O que o levou a candidatar-se a presidente da AMVE – Associação de Médicos Veterinários Equinos?
Já fazia parte das duas direções anteriores e achei que poderíamos fazer mais. A iniciativa nasceu em 2003, mas tinha já bastantes anos e em conversas todos achavam que deveria haver uma associação de médicos veterinários equinos. Era e continua a ser necessário criar fóruns em que todos possam discutir temas que são importantes para a classe, para o setor e que o possam fazer sem a personalização das ideias quando estas transparecem para as instituições. Cada vez que tenho de me fazer representar na Ordem dos Médicos Veterinários (OMV), na Direção-Geral de Veterinária (DGV) ou noutra instituição existe a carga institucional da AMVE. Na maior parte das vezes os problemas levantados são comuns a vários veterinários e quando existem varias cabeças a pensar, mais facilmente se chega a um consenso.
Pode dar exemplos de problemas do setor?

### ORDEM DE TRABALHO 1
Reescreva de forma mais breve o parágrafo da entrevista que começa por "Já fazia parte das duas direções anteriores", mantendo os factos principais.
### ORDEM DE TRABALHO 2
Extraia da entrevista, sem alterações, tudo o que vai desde "Já fazia parte" até "problemas do setor?".

(Entradas de dados guardados)

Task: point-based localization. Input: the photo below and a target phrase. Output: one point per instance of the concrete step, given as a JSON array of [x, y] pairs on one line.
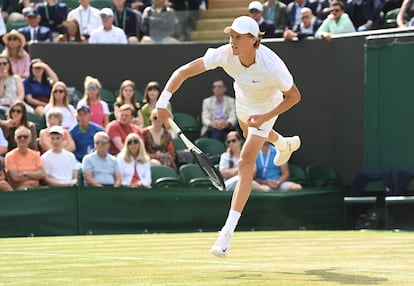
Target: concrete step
[[213, 24], [224, 13], [219, 4], [209, 35]]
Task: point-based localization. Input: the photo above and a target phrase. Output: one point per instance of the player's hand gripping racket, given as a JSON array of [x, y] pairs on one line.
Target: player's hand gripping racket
[[202, 160]]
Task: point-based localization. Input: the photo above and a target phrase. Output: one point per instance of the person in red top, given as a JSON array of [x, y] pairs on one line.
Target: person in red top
[[23, 165], [119, 129]]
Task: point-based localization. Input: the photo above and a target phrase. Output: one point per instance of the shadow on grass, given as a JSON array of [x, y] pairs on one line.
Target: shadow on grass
[[357, 279], [327, 275]]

### CAIXA DE RESPOSTA 1
A pessoa entrevistada já integrava as duas direções anteriores e candidatou-se por achar que se podia fazer mais. A iniciativa nasceu em 2003, mas a ideia de uma associação de médicos veterinários equinos existia há bastantes anos. Continua a ser necessário criar fóruns onde se discutam temas importantes para a classe e para o setor, sem personalizar as ideias junto das instituições. Quem representa a associação na OMV, na DGV ou noutra instituição leva a carga institucional da AMVE. Os problemas costumam ser comuns a vários veterinários, e com várias cabeças a pensar chega-se mais facilmente a um consenso.

### CAIXA DE RESPOSTA 2
Já fazia parte das duas direções anteriores e achei que poderíamos fazer mais. A iniciativa nasceu em 2003, mas tinha já bastantes anos e em conversas todos achavam que deveria haver uma associação de médicos veterinários equinos. Era e continua a ser necessário criar fóruns em que todos possam discutir temas que são importantes para a classe, para o setor e que o possam fazer sem a personalização das ideias quando estas transparecem para as instituições. Cada vez que tenho de me fazer representar na Ordem dos Médicos Veterinários (OMV), na Direção-Geral de Veterinária (DGV) ou noutra instituição existe a carga institucional da AMVE. Na maior parte das vezes os problemas levantados são comuns a vários veterinários e quando existem varias cabeças a pensar, mais facilmente se chega a um consenso.
Pode dar exemplos de problemas do setor?